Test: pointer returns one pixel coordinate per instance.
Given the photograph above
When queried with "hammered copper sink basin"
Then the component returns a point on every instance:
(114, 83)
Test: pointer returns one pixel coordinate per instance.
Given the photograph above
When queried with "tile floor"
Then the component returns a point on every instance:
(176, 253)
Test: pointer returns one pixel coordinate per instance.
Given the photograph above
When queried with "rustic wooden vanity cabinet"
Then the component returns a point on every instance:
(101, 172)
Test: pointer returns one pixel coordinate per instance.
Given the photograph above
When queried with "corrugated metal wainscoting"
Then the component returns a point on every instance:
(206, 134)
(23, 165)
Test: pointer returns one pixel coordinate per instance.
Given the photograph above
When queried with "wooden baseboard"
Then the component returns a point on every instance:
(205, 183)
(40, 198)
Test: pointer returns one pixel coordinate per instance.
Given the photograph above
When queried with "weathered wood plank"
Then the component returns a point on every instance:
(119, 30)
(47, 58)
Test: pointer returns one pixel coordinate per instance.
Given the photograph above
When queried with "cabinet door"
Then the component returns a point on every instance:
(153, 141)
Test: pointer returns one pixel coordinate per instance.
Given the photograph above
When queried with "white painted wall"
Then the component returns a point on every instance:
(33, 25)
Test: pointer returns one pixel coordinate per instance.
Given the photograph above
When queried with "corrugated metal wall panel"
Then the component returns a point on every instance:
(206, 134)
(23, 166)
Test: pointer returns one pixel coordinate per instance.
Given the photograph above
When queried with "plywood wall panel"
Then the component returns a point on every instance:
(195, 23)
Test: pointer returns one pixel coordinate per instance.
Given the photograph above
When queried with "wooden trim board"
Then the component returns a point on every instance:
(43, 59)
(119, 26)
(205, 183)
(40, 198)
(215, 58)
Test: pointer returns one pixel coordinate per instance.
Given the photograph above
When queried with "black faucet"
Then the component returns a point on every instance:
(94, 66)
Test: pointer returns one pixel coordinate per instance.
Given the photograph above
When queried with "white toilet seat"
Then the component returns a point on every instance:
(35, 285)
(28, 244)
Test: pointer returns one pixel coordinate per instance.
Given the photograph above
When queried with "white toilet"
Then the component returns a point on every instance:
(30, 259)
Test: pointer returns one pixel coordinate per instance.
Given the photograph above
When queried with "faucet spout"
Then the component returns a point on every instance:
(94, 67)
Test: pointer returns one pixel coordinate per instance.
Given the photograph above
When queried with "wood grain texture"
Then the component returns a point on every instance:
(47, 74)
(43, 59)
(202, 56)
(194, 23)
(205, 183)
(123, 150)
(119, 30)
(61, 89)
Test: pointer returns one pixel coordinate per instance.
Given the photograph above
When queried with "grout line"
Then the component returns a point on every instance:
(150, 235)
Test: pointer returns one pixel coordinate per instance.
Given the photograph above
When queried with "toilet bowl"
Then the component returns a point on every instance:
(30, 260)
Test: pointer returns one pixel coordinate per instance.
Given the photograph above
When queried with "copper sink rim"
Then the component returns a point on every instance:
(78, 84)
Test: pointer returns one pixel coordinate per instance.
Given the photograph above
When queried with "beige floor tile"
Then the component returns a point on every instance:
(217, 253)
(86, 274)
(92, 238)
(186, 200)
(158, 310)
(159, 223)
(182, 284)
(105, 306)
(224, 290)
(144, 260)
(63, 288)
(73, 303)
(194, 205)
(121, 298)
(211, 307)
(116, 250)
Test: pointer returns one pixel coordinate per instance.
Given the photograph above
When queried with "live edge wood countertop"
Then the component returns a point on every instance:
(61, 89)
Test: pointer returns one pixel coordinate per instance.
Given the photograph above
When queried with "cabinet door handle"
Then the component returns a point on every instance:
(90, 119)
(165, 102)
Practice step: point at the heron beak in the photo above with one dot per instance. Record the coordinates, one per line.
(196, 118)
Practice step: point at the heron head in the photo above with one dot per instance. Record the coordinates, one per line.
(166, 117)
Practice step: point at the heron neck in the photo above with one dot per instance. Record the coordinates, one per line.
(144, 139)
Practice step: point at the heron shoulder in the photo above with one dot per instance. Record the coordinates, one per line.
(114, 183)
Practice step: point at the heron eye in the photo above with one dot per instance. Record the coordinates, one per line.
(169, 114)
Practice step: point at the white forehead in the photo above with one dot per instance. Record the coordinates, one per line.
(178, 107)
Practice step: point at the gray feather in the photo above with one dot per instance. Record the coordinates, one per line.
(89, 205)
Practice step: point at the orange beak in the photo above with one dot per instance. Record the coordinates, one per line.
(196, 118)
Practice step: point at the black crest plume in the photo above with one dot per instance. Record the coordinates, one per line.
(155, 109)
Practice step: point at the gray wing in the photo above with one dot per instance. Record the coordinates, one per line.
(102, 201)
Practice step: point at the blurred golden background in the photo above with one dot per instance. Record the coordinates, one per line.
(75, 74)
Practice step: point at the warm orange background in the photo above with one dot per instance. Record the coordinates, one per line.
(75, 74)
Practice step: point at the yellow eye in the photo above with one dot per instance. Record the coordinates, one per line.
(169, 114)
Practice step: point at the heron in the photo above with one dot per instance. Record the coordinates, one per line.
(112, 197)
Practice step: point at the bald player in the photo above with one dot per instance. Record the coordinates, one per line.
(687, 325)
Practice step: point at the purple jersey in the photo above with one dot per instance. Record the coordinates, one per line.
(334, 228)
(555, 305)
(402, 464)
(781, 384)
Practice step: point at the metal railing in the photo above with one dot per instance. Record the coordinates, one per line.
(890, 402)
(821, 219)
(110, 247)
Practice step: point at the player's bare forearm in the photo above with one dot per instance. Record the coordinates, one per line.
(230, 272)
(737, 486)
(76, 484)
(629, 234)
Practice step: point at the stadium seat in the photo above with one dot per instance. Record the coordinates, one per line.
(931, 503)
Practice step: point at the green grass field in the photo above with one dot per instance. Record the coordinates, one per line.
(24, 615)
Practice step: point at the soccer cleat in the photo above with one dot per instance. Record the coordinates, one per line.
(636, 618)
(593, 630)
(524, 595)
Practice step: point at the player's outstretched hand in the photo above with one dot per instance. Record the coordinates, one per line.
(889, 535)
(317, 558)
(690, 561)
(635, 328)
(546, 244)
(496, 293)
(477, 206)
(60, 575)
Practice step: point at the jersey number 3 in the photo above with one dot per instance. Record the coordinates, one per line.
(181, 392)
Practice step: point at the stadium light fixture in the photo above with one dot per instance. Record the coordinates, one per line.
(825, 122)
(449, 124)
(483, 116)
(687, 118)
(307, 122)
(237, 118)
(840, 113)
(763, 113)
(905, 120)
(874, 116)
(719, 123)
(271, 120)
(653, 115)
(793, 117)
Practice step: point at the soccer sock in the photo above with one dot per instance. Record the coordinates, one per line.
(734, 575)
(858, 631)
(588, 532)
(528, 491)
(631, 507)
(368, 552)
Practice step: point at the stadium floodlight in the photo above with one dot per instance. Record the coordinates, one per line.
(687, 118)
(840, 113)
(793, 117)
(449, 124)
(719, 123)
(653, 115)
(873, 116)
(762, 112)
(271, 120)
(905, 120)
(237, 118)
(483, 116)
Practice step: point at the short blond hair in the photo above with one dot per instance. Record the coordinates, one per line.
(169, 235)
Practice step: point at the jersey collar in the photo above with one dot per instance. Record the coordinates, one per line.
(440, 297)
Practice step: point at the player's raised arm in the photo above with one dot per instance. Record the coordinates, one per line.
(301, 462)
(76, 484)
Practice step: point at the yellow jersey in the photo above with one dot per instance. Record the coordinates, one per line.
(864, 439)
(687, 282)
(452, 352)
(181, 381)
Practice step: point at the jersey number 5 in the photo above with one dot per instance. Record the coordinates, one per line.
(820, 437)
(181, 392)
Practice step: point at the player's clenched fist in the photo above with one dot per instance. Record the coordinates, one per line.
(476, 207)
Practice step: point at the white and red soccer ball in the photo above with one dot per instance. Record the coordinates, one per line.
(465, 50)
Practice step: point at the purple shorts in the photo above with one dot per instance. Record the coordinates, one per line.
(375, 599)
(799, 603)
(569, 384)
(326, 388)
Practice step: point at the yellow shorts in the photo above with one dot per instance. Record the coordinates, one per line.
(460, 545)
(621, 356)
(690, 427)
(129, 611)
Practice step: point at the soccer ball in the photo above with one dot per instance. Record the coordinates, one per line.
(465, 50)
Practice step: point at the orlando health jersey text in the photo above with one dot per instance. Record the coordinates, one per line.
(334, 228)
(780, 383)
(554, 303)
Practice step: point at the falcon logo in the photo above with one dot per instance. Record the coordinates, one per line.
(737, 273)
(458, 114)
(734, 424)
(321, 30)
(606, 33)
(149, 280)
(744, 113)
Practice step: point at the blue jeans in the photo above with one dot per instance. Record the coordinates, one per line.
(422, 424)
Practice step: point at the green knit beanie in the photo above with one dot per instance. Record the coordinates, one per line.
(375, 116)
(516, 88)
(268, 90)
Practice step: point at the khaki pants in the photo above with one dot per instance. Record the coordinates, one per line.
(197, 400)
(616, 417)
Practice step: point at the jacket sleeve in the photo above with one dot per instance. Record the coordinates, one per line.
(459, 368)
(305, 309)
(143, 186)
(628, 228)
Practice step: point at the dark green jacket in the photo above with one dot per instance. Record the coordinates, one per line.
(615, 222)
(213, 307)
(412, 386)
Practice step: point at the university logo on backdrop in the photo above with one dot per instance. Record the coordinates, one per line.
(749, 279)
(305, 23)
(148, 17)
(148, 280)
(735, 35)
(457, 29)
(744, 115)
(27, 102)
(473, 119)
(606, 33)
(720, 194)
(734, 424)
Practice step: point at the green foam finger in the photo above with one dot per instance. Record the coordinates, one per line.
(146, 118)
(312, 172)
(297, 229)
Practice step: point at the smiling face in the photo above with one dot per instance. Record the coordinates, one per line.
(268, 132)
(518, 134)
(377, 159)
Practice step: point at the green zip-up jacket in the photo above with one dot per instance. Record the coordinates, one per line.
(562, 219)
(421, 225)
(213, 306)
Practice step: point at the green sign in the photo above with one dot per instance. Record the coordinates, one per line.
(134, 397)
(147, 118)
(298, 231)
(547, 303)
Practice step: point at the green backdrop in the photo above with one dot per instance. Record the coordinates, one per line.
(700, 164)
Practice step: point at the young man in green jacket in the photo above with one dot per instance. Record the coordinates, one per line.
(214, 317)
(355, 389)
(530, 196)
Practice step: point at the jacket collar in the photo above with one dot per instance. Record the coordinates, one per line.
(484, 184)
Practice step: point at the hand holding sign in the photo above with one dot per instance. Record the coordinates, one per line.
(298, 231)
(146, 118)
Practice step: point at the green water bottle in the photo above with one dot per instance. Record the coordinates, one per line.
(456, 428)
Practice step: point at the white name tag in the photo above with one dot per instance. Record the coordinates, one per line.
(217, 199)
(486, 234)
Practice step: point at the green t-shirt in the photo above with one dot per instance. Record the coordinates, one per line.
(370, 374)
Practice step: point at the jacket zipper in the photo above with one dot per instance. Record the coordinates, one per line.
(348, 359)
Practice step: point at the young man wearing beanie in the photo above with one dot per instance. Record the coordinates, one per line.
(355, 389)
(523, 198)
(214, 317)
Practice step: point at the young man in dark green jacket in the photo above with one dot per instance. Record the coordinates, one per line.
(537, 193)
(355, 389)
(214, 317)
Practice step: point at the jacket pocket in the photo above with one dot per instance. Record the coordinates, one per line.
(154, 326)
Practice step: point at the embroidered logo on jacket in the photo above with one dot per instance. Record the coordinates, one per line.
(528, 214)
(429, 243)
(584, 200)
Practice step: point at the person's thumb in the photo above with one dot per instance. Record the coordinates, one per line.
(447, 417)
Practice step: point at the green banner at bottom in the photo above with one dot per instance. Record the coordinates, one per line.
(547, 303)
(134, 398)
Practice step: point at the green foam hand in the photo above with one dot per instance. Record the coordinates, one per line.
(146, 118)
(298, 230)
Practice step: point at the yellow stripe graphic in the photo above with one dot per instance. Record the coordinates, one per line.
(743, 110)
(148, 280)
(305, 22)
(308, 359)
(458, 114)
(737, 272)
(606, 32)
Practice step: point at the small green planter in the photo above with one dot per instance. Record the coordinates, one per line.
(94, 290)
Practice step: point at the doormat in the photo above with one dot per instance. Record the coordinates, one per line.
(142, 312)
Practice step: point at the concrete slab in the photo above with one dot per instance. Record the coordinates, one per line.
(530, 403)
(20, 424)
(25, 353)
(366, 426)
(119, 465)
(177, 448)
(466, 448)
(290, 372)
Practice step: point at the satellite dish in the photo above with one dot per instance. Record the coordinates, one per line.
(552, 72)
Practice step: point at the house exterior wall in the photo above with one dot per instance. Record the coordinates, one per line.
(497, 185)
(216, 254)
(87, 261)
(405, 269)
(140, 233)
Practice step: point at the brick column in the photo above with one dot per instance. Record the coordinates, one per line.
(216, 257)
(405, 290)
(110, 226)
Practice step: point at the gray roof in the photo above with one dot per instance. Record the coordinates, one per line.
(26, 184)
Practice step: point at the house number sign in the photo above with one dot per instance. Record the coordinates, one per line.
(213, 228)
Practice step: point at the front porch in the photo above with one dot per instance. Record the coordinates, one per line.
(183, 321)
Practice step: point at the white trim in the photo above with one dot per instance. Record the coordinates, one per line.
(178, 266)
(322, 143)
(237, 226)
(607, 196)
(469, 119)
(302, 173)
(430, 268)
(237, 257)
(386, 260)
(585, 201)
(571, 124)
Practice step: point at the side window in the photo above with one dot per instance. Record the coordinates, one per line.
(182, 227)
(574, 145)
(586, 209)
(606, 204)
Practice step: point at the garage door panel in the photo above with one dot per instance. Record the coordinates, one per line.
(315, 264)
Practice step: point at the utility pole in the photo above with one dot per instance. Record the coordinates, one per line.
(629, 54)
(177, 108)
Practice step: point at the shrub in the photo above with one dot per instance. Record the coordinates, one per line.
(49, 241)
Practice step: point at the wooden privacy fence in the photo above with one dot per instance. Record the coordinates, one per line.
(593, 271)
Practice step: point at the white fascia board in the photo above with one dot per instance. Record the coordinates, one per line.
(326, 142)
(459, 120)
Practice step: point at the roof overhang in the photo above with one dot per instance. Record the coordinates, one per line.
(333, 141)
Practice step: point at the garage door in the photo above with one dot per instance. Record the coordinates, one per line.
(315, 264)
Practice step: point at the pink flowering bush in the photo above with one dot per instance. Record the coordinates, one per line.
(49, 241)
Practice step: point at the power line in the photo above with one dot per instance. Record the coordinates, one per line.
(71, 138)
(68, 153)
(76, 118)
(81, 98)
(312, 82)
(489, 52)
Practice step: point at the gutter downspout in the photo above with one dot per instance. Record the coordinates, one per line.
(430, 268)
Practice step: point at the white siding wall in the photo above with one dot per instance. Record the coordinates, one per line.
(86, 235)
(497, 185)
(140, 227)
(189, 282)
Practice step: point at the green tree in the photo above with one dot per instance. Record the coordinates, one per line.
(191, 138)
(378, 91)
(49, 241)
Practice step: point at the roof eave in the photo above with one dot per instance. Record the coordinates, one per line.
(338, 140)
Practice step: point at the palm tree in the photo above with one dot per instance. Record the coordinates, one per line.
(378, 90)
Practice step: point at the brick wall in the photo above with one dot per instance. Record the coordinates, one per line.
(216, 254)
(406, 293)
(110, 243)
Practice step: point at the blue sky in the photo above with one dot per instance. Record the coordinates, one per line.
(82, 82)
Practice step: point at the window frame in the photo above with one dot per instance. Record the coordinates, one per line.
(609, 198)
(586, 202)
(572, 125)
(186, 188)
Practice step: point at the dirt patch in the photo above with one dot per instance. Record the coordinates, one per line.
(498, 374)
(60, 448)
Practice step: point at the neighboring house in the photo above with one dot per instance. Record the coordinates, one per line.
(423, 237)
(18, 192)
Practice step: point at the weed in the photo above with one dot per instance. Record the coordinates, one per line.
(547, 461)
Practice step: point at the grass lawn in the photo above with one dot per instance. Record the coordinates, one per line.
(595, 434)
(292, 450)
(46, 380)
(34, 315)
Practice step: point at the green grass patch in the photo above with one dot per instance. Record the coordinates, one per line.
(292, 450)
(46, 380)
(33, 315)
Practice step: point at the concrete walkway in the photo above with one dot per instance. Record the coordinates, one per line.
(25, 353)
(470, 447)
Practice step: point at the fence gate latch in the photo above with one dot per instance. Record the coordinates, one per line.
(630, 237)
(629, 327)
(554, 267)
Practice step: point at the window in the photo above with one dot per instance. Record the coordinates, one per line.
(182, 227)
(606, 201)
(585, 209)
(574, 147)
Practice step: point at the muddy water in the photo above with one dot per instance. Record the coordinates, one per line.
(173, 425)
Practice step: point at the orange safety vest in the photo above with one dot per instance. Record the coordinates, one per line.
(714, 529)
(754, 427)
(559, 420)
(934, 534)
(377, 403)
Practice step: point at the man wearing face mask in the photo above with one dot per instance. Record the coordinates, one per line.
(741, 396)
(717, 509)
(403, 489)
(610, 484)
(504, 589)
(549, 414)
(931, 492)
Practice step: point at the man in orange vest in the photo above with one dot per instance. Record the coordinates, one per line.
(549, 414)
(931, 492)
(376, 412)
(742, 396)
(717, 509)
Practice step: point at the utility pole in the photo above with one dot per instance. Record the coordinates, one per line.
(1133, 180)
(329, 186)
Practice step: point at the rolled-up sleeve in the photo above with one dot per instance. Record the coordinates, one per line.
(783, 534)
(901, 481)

■ YOUR INSTRUCTIONS
Only the number is wanted: how many lines in the preceding entries hold the string "faucet"?

■ RESPONSE BOX
2